# WRITTEN TASK
Reproduce the stretch from the line containing "Drop one point on every instance of the red" through the end of the entries, requests included, and offset every x and y coordinate in the answers by -110. Omit the pictures from your output.

# Entries for pointing at named objects
## START

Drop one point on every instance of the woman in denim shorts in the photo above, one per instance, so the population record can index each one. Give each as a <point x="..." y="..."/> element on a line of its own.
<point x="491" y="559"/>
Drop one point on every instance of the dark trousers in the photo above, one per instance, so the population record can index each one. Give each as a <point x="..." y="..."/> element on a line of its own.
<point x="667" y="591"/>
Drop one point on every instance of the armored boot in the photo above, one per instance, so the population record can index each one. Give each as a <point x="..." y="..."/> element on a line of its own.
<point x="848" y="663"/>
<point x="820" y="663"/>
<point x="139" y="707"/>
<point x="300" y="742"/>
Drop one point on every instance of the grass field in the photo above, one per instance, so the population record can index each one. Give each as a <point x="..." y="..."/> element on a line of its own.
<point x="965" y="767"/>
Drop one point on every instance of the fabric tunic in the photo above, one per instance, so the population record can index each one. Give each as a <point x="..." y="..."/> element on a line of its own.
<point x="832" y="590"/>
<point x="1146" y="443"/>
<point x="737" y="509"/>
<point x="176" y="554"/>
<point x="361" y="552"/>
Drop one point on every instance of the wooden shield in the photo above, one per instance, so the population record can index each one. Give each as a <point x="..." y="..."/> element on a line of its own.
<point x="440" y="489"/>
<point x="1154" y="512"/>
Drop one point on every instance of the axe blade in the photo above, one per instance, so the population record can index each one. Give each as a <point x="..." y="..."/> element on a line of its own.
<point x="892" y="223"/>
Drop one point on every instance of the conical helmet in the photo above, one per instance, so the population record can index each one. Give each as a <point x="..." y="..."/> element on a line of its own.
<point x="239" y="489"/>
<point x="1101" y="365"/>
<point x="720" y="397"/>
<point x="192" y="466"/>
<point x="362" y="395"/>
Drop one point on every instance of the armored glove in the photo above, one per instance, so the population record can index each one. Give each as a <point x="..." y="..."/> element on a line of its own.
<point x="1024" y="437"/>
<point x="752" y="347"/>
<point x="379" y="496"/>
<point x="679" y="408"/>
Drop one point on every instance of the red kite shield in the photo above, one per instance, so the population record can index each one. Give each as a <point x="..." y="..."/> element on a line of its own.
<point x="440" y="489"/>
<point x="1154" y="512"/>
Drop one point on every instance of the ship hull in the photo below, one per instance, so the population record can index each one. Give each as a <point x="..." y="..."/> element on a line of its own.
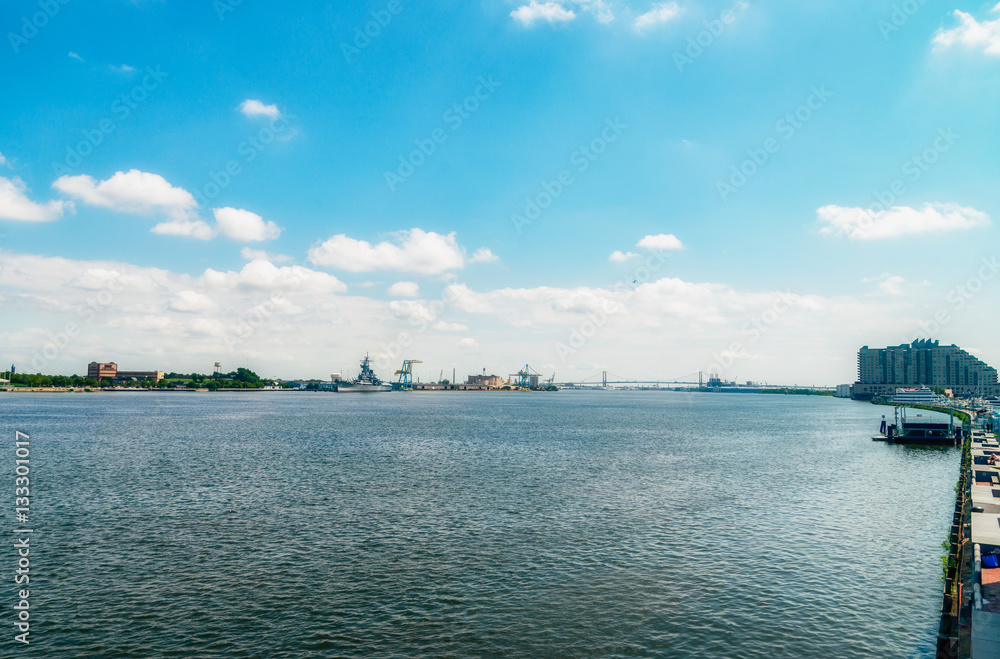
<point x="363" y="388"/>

## END

# RESULT
Drop one point on every instance of the red kite shield in the photo above, one per instance, so the population record can index each one. Give each as a <point x="..." y="..."/> element on a line of its own.
<point x="330" y="379"/>
<point x="1044" y="402"/>
Drop one point on every instance of the ship hull in the photo below, one per instance, so the population record can index each one. Give each as a <point x="..." y="..."/> element on a line of its own.
<point x="253" y="278"/>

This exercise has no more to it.